GIVEN REQUEST:
Copy every line of the material below that contains the string "armrest". Case counts.

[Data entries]
....

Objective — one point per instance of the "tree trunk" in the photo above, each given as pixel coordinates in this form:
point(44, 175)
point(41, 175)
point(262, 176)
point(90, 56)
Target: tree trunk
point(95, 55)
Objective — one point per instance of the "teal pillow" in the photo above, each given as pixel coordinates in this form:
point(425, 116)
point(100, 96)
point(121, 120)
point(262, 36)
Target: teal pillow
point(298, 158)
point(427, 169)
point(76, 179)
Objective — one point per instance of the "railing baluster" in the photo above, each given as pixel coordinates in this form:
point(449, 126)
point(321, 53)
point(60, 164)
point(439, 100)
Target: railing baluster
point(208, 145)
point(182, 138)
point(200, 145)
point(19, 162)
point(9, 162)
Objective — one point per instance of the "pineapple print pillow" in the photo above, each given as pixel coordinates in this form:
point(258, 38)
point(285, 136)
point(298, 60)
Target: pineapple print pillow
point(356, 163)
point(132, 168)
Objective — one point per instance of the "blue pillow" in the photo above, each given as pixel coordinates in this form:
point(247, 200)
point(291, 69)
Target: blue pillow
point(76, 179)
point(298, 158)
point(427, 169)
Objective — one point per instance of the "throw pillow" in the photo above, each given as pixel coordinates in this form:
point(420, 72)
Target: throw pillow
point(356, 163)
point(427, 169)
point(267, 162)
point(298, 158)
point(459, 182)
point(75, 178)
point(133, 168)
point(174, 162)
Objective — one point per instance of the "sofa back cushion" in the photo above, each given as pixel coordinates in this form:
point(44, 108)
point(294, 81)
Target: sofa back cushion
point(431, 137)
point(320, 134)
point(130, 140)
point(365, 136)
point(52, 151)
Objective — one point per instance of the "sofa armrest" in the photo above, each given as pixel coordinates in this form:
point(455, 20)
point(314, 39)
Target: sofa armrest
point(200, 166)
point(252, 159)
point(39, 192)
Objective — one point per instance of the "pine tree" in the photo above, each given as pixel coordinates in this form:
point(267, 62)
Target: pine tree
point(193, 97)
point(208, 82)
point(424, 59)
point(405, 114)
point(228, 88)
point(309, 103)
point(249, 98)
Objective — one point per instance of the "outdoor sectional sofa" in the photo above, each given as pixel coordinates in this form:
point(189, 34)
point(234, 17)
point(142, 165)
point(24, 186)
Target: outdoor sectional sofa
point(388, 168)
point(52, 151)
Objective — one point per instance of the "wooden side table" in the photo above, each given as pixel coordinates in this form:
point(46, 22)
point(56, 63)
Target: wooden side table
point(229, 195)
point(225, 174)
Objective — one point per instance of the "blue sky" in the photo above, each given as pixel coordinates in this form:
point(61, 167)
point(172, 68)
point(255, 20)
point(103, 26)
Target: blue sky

....

FINISHED TASK:
Objective — one point per instance of the "sofa armrest" in the photo above, each given as pixel coordinates in this form:
Target: sofa armrest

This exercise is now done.